------ EXERCISE MATERIAL ------
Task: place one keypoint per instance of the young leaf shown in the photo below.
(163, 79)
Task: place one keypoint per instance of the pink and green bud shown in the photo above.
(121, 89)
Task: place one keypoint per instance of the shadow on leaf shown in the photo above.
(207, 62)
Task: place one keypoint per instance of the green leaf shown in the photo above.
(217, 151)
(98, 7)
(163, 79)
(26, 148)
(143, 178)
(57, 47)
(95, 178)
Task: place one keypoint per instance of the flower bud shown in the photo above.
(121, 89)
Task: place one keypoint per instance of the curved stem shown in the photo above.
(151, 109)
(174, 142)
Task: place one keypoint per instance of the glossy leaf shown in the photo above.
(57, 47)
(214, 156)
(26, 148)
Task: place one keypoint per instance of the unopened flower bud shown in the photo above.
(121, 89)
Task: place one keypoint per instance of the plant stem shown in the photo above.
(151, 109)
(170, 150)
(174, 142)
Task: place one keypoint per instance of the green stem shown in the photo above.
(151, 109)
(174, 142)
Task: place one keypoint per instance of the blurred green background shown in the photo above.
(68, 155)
------
GIVEN TASK:
Copy every one of the records above word for word, in the same order.

OUTPUT FOR THIS EXERCISE:
Task: place one keypoint per instance of the young leaf shown in the photo below.
(163, 79)
Task: place one keypoint per instance of the pink and green bud shown in the photo above.
(121, 89)
Task: place one keypoint per instance of the shadow on leaf shown in the photo above.
(207, 62)
Task: place one keypoint per instance of the green leaf shown in the photo above.
(217, 151)
(98, 7)
(163, 79)
(26, 148)
(143, 178)
(57, 47)
(95, 178)
Task: place one keypoint per instance of the flower bud shown in the photo above.
(121, 89)
Task: place one keypoint per instance of the curved stem shown in the photo above.
(151, 109)
(174, 142)
Task: place one keypoint per instance of the glossy leaf shown in the photo above.
(57, 47)
(214, 156)
(26, 148)
Task: place one keypoint per instance of the unopened flower bud shown in the photo above.
(121, 89)
Task: place one keypoint per instance of the plant stem shown in the photo above.
(151, 109)
(170, 150)
(174, 142)
Task: place one keypoint per instance of the green stem shown in the photo above.
(151, 109)
(174, 142)
Task: place one keypoint per instance of the blurred green background shown in the photo above.
(68, 155)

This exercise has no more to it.